+++ Supplied entries +++
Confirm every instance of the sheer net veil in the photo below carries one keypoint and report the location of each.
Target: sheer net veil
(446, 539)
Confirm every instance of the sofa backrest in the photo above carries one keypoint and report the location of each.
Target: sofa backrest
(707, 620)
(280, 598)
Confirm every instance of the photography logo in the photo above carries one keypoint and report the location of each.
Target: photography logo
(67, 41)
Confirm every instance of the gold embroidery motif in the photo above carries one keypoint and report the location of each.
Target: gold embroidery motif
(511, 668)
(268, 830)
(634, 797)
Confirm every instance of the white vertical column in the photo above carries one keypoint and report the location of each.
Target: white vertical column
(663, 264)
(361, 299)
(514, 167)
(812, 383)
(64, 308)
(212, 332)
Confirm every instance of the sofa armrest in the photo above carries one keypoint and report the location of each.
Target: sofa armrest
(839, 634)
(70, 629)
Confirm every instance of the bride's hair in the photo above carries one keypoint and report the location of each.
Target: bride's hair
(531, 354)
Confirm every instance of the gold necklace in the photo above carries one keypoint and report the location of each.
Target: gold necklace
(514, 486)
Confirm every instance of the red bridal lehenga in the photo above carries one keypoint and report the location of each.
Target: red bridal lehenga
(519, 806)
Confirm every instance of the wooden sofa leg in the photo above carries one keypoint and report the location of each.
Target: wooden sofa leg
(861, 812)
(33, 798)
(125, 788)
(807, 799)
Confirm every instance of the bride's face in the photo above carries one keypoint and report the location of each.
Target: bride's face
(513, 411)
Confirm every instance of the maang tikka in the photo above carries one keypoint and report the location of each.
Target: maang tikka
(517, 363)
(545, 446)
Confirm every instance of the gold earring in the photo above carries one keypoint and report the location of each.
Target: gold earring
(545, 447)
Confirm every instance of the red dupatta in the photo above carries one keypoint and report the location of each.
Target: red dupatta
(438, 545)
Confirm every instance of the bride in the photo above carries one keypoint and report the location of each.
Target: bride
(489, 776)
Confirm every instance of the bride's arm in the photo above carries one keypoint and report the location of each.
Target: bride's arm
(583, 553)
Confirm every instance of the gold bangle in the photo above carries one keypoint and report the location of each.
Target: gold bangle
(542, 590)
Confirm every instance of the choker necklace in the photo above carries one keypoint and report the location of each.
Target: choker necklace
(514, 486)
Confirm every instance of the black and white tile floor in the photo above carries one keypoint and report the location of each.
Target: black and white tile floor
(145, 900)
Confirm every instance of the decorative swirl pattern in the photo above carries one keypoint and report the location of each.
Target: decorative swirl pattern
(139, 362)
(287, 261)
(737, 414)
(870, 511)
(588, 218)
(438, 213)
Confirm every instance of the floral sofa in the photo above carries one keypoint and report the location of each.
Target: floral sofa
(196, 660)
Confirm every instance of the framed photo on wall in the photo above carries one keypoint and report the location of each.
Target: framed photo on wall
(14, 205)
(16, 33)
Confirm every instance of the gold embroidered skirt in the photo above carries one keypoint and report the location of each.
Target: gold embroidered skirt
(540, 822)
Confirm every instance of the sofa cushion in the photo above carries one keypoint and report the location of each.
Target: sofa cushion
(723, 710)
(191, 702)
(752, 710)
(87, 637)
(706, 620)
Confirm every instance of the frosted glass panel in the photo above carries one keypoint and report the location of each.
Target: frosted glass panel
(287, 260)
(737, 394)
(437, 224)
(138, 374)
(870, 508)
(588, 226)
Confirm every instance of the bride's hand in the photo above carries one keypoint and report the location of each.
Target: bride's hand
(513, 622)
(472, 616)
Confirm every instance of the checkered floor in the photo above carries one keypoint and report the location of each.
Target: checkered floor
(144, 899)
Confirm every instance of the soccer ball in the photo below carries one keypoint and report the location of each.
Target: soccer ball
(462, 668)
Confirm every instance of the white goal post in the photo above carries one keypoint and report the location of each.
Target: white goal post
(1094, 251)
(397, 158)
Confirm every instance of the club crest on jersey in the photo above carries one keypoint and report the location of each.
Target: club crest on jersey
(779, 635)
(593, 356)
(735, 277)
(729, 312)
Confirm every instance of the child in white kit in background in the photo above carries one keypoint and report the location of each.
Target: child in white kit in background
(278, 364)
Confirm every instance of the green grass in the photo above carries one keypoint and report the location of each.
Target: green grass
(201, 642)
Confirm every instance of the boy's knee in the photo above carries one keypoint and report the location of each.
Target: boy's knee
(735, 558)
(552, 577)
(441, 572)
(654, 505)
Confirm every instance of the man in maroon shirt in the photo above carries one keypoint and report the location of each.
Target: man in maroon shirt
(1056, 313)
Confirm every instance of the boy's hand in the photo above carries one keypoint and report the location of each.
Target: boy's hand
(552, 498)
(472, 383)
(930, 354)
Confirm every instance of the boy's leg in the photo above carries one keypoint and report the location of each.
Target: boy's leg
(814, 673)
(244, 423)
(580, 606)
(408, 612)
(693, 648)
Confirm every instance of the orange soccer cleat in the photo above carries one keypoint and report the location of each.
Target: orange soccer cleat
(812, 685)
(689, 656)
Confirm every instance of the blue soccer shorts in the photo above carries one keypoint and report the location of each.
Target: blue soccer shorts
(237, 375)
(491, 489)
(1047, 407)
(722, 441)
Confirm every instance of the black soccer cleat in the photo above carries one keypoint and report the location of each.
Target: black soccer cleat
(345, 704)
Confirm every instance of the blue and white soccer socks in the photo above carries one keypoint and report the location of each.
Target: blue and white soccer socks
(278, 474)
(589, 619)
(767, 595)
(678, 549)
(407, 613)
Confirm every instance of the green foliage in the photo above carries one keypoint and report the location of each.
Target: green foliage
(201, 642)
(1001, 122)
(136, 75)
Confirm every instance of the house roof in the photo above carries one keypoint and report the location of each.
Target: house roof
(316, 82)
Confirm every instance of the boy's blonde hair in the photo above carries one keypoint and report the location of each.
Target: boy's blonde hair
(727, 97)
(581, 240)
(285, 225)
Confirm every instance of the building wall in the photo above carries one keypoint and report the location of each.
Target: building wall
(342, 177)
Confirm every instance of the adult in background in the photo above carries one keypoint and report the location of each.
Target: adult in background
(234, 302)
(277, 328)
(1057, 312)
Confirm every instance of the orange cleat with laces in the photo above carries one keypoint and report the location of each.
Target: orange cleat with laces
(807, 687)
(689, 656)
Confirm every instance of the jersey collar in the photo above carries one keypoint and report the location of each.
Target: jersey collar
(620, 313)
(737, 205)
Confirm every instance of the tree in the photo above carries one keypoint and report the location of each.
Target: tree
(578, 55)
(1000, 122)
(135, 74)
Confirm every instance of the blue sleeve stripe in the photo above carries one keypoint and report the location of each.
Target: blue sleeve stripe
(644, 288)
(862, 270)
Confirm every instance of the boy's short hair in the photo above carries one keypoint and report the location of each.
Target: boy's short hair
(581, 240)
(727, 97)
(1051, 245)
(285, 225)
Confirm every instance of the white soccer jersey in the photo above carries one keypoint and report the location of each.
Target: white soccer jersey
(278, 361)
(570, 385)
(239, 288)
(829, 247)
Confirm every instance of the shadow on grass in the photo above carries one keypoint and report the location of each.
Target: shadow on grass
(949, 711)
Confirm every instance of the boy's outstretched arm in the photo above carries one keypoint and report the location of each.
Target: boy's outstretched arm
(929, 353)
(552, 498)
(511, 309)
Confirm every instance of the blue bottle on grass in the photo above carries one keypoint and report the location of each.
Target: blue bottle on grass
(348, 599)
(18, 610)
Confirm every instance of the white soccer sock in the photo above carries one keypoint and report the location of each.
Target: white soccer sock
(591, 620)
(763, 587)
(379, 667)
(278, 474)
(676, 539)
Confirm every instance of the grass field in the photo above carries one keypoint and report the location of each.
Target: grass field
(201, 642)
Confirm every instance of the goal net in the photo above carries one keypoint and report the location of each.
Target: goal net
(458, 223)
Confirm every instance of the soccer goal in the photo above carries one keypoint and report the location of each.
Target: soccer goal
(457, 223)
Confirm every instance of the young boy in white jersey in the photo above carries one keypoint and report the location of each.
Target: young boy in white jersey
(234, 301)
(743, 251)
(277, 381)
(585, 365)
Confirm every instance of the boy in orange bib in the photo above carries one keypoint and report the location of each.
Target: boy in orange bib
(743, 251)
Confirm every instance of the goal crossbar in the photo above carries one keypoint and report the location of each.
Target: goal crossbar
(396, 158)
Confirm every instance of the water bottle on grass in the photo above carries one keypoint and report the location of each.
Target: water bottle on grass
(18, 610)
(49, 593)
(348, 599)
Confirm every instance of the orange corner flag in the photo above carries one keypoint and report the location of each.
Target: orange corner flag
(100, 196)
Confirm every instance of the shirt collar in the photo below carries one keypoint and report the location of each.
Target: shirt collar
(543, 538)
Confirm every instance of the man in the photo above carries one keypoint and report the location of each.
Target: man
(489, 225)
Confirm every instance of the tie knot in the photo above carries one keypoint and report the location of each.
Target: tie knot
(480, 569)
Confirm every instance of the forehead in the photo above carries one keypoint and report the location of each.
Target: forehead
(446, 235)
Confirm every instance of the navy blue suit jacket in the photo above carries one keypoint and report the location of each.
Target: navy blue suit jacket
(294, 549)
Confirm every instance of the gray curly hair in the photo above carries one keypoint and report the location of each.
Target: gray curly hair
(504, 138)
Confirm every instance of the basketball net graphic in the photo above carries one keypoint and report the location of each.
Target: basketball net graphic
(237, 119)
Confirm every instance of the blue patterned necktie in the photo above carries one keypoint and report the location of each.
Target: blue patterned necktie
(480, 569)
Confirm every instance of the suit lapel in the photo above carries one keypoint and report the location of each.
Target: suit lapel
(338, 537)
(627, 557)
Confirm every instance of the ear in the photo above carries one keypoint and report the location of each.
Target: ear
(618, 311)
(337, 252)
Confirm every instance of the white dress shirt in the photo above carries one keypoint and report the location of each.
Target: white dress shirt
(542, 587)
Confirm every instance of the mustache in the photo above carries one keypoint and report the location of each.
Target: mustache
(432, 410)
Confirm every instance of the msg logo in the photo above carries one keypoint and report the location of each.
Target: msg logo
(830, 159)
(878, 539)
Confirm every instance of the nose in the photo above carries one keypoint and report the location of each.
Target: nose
+++
What you have to do:
Rewrite the entries from the line with "Confirm every instance of the ear" through the end, swapping "keypoint" for "marker" and leaving everything else the same.

Solution to this exercise:
Confirm every instance of the ear in the photo above carries one marker and report the location of each.
Target: ear
(618, 311)
(337, 252)
Confirm every instance of the white dress shirt in the photo above carries one marker and report the location of each.
Target: white dress shirt
(542, 587)
Confirm every instance of the mustache in the photo above carries one marker and report the location of each.
Target: mustache
(432, 410)
Confirm every instance of the msg logo in the photo above carries one marker and report the location of each.
Target: msg logo
(830, 159)
(878, 539)
Confirm every instance of the nose in the photo above carries one marker and report the location of each.
Target: nose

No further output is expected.